__Material for the task__:
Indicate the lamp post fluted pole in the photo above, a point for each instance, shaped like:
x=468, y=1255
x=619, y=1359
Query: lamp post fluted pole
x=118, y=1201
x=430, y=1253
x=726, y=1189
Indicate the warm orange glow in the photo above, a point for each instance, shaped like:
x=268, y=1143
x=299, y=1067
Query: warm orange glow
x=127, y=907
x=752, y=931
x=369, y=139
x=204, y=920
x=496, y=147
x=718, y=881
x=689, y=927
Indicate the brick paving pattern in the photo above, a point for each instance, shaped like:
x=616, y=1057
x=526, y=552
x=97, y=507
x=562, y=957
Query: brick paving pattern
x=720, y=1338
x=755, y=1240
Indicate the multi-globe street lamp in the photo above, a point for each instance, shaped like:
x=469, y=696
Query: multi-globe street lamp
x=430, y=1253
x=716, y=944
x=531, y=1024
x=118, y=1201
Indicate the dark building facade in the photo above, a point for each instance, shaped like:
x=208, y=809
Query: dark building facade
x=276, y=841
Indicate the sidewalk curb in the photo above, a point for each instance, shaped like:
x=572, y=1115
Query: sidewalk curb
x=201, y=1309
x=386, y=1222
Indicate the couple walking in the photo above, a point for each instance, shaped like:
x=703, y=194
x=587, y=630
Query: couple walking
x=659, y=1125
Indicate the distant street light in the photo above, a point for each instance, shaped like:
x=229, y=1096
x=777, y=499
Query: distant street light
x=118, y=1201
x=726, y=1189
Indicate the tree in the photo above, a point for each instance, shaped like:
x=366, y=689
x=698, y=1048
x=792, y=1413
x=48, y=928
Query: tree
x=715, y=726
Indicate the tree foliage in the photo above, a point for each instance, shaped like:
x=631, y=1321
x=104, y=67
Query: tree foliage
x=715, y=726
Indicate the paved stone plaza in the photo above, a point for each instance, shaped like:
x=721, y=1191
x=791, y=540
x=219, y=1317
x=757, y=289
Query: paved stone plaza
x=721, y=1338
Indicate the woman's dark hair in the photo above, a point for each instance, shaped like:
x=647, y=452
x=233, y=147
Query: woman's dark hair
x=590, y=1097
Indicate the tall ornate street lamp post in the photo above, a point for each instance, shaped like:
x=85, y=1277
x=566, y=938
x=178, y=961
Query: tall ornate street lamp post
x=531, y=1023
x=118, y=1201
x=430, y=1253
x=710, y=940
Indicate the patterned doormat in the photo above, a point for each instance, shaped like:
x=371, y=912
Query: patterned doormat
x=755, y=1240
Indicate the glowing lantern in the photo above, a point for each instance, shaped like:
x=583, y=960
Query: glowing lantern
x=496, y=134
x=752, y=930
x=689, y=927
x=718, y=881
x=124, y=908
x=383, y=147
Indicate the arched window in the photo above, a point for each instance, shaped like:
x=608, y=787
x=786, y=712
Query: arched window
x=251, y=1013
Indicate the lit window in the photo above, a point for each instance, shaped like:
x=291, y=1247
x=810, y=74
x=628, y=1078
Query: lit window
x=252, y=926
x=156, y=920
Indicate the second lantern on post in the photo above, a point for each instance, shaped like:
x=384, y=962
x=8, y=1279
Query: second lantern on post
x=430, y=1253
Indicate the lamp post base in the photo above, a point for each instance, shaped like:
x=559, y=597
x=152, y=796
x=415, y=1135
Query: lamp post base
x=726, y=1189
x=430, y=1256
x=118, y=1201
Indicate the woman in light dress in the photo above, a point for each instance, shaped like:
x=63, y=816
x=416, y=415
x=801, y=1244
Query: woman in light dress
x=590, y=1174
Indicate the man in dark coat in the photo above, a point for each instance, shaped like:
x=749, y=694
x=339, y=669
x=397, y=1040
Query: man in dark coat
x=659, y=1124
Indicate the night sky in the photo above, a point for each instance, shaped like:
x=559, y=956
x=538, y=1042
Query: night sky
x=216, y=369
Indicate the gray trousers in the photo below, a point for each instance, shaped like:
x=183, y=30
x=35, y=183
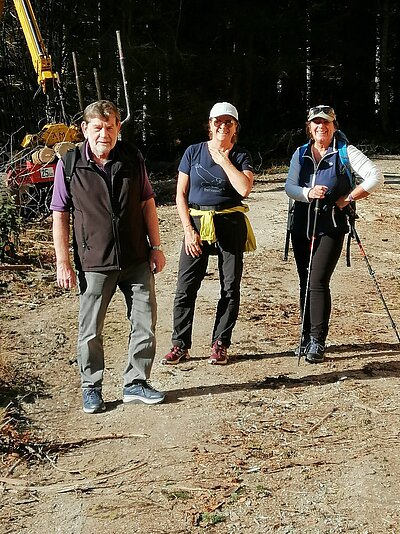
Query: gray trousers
x=96, y=290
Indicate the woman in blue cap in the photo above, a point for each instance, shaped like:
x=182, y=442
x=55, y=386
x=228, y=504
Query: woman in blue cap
x=214, y=177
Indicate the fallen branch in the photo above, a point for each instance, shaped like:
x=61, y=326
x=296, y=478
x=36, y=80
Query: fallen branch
x=84, y=485
x=8, y=267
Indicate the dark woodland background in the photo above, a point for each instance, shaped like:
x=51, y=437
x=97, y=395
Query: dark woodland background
x=271, y=59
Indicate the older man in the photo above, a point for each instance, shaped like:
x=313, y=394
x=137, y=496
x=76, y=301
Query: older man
x=104, y=186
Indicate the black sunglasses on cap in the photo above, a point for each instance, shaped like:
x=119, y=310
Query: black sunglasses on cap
x=320, y=111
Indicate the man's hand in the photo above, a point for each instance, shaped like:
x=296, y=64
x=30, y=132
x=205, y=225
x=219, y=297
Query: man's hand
x=157, y=261
x=66, y=277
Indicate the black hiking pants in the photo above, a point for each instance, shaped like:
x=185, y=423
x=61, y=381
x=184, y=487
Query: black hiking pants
x=326, y=253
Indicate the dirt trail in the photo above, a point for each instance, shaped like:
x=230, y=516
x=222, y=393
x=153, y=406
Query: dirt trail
x=260, y=445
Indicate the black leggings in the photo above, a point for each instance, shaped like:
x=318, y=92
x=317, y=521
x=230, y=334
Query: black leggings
x=326, y=253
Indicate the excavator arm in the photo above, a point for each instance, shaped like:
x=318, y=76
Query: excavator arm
x=40, y=58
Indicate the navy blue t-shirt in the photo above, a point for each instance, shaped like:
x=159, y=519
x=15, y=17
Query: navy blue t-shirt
x=208, y=182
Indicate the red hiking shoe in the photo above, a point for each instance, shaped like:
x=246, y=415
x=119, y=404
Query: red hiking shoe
x=219, y=354
x=175, y=355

__What the task requires__: Repeat every one of the rows above word for word, and leave the pictures out of your answer.

__Full response__:
Indicate the lamp post fluted pole in the photo above, a point for each instance, shaped like:
x=468, y=1255
x=619, y=1359
Query: lamp post fluted pole
x=118, y=1201
x=430, y=1253
x=726, y=1189
Indicate the warm orange glow in the photo above, a point for each instance, shaped like:
x=268, y=1143
x=299, y=1067
Query: warm orange glow
x=127, y=907
x=752, y=931
x=369, y=139
x=204, y=920
x=496, y=147
x=718, y=881
x=689, y=927
Indicate the brick paving pattern in the photo above, a point for each instance, shaped like:
x=616, y=1057
x=526, y=552
x=97, y=507
x=562, y=957
Query: brick paving pattern
x=720, y=1338
x=755, y=1240
Indicate the multi-globe street lamp in the photo above, a point for each instance, shaped like:
x=469, y=696
Query: multi-globe street lamp
x=430, y=1253
x=716, y=944
x=531, y=1024
x=118, y=1201
Indicate the dark building facade in the photo above, a point for each instance, shaped like:
x=208, y=809
Query: dark building facade
x=276, y=841
Indicate the sidewalk curb in the photo above, a point for each instance, shaped like:
x=572, y=1115
Query: sidewalk curb
x=201, y=1309
x=386, y=1222
Indicate the couple walking in the photo above, a point for each instance, shaped like:
x=703, y=194
x=587, y=630
Query: couple walking
x=659, y=1125
Indicate the distant street light in the photo above, a point for each instance, shaped like:
x=229, y=1096
x=777, y=499
Query: distant street light
x=118, y=1201
x=726, y=1189
Indicate the tree in the photo above, a point for each instance, shaped like:
x=366, y=689
x=698, y=1048
x=792, y=1413
x=48, y=928
Query: tree
x=715, y=726
Indicate the tree foliage in the photo above, a point for each instance, shaped like:
x=631, y=1321
x=104, y=67
Query: tree foliage
x=715, y=726
Indicate the paved stone plaza in the photo above, a point for each instance, shaped like:
x=721, y=1191
x=791, y=540
x=219, y=1317
x=757, y=289
Query: paved stone plaza
x=721, y=1338
Indicate the woman's dark hair in the photo above, a point for each instance, shaped like:
x=647, y=452
x=233, y=147
Query: woman's dark hair
x=590, y=1097
Indicate the tall ornate street lamp post in the photo above, a point for each instance, shaped like:
x=85, y=1277
x=566, y=938
x=178, y=961
Query: tall ornate street lamp post
x=531, y=1023
x=118, y=1201
x=430, y=1253
x=710, y=940
Indicate the patterned doormat in the photo above, a point for each instance, shaped like:
x=371, y=912
Query: patterned doormat
x=755, y=1240
Indicate the glowing lantern in the photo above, a point for each instance, shaped like:
x=583, y=960
Query: glowing lantern
x=496, y=134
x=752, y=930
x=689, y=927
x=718, y=881
x=124, y=908
x=383, y=147
Indicate the arched window in the photo above, a point for each instance, shaped like:
x=608, y=787
x=786, y=712
Query: arched window
x=251, y=1013
Indicate the lit window in the photo above, a point for each instance, shaped like:
x=291, y=1247
x=810, y=74
x=628, y=1078
Query: lit window
x=252, y=926
x=156, y=920
Indicate the second lantern on post in the photo above, a point for each instance, shaped like:
x=384, y=962
x=8, y=1279
Query: second lantern on post
x=430, y=1253
Indicate the lamp post base in the photo above, a point for each instance, shaped like:
x=559, y=597
x=152, y=796
x=415, y=1135
Query: lamp post base
x=726, y=1189
x=430, y=1256
x=118, y=1201
Indicate the woman in light dress in the photo above, a point for each instance, shaped like:
x=63, y=816
x=416, y=415
x=801, y=1244
Query: woman in light dress
x=590, y=1174
Indicate the man in dark coat in the photo above, a point for each instance, shaped like:
x=749, y=694
x=339, y=669
x=397, y=1040
Query: man in dark coat
x=659, y=1124
Indicate the night sky in the photo above, a point for each instance, shaped like:
x=559, y=956
x=538, y=1042
Query: night sky
x=216, y=369
Indicate the gray trousers in the photo below, a point for each instance, shaped like:
x=183, y=30
x=35, y=183
Query: gray trousers
x=96, y=290
Indicate the woman in blue cap in the photo above, a point for each instance, shaped like:
x=182, y=442
x=55, y=386
x=228, y=504
Query: woman in blue cap
x=214, y=177
Indicate the fallen branch in the photo above, a point for each instance, shaped like:
x=61, y=326
x=296, y=478
x=36, y=80
Query: fallen branch
x=84, y=485
x=8, y=267
Indicate the dark woodland background in the photo above, a point for each instance, shaped like:
x=51, y=437
x=97, y=395
Query: dark woodland background
x=271, y=59
Indicate the older man in the photo above, a point for each instance, shaped like:
x=313, y=394
x=137, y=496
x=76, y=301
Query: older man
x=104, y=186
Indicate the black sunglasses on cap in the photo above, a point for each instance, shaped like:
x=119, y=310
Query: black sunglasses on cap
x=320, y=111
Indicate the man's hand in the photo above, a point for each instance, shaped like:
x=296, y=64
x=30, y=132
x=205, y=225
x=219, y=297
Query: man's hand
x=157, y=261
x=66, y=277
Indicate the black hiking pants in the photo above, a point for each instance, shaped like:
x=185, y=423
x=61, y=381
x=184, y=487
Query: black hiking pants
x=326, y=253
Indicate the dirt trail in the photo above, a point for each instance, shaped like:
x=230, y=516
x=222, y=393
x=153, y=406
Query: dirt trail
x=260, y=445
Indicate the black leggings in the photo above, a point for each instance, shaped like:
x=318, y=92
x=317, y=521
x=230, y=334
Query: black leggings
x=326, y=253
Indicate the excavator arm in the photo above, a point for each instance, shaped like:
x=318, y=76
Query: excavator arm
x=40, y=58
Indicate the navy blue t-shirt in the photo above, a point for each instance, shaped like:
x=159, y=519
x=15, y=17
Query: navy blue t-shirt
x=208, y=182
Indicate the red hiking shoe in the photo above, a point for each instance, shaped like:
x=246, y=415
x=119, y=404
Query: red hiking shoe
x=219, y=354
x=175, y=355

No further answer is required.